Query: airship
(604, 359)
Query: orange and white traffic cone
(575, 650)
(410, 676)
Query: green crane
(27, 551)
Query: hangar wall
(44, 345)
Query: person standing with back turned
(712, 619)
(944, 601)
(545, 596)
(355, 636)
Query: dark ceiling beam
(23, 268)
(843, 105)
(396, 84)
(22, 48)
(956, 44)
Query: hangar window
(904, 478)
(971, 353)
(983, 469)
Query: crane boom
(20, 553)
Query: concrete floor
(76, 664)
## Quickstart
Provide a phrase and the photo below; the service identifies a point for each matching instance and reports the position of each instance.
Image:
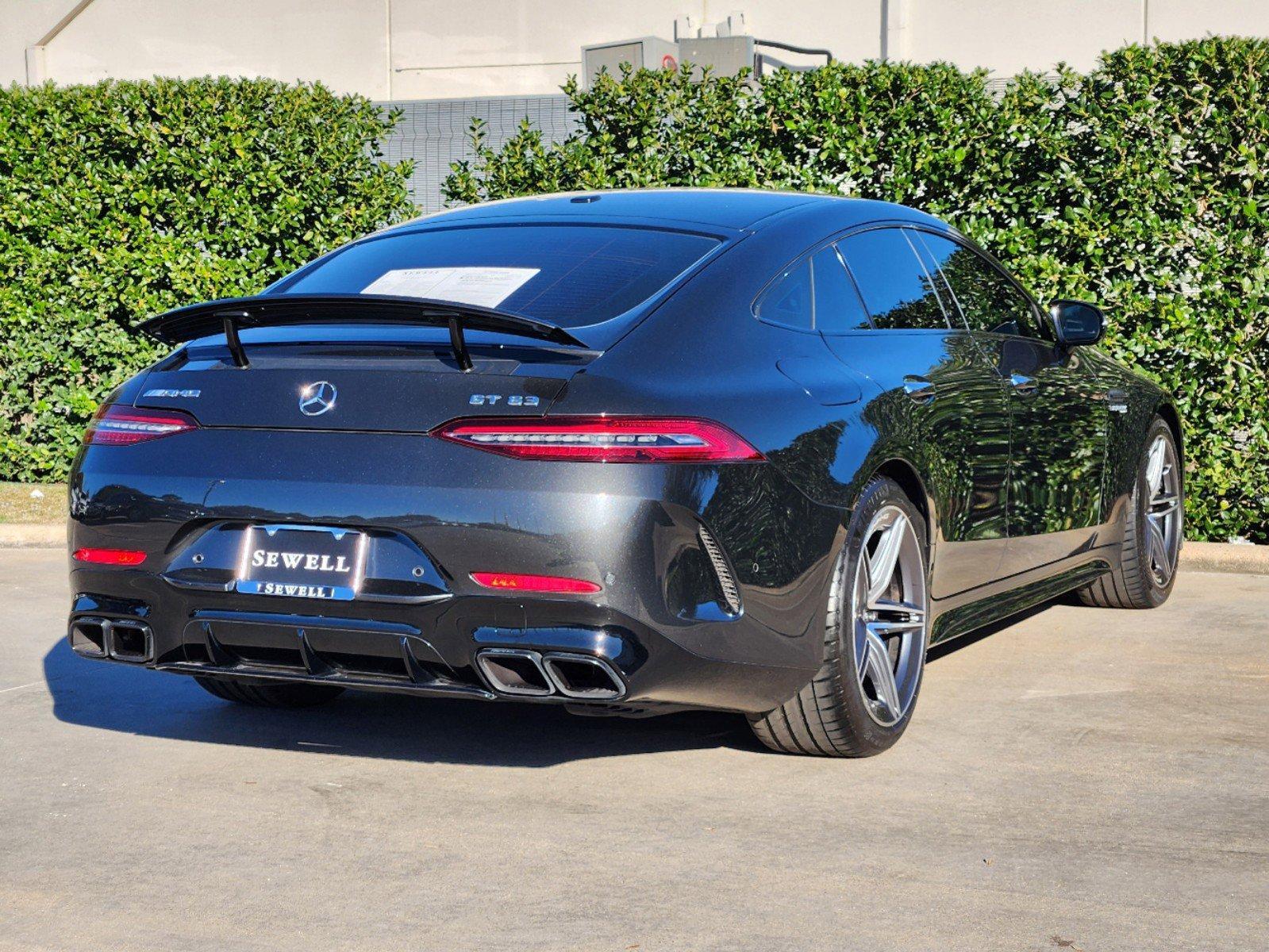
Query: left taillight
(603, 440)
(116, 425)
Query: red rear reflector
(603, 440)
(534, 583)
(123, 425)
(110, 556)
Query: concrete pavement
(1082, 780)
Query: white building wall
(433, 48)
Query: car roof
(733, 209)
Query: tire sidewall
(879, 494)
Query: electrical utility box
(642, 54)
(725, 56)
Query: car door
(943, 404)
(1057, 435)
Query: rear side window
(898, 291)
(987, 298)
(567, 274)
(836, 302)
(788, 300)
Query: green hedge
(122, 200)
(1140, 184)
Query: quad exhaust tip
(525, 673)
(120, 639)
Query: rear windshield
(567, 274)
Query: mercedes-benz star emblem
(317, 399)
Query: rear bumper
(436, 513)
(438, 651)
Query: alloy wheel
(890, 609)
(1164, 509)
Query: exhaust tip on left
(123, 640)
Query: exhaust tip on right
(584, 677)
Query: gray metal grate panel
(434, 133)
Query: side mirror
(1076, 323)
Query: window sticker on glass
(486, 287)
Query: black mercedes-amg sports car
(629, 452)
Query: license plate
(301, 562)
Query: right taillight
(116, 425)
(603, 440)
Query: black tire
(269, 695)
(828, 717)
(1131, 583)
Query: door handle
(1023, 384)
(919, 390)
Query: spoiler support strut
(231, 336)
(460, 343)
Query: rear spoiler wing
(231, 315)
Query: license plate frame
(321, 562)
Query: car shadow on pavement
(367, 724)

__________________________________________________

» **Consignes à suivre**
Redimensionnez les lignes du matériel comprises entre celle qui contient « Query: black mercedes-amg sports car » et la fin du matériel, bornes incluses. Recopiez-les toutes sans en omettre aucune, en multipliant par 1,8 chaque coordonnée des points et en arrondissant à l'entier le plus proche, les demis étant arrondis vers le haut.

» **Réponse à l'exercice**
Query: black mercedes-amg sports car
(1132, 814)
Query: license plate
(542, 1012)
Query: right taillight
(209, 765)
(1085, 792)
Query: black tire
(484, 1251)
(1490, 1291)
(2036, 1049)
Query: door handle
(1841, 691)
(1654, 702)
Query: spoiler support strut
(416, 605)
(828, 617)
Query: rear spoiler wing
(416, 567)
Query: license plate frame
(578, 1012)
Query: car shadow on pavement
(661, 1303)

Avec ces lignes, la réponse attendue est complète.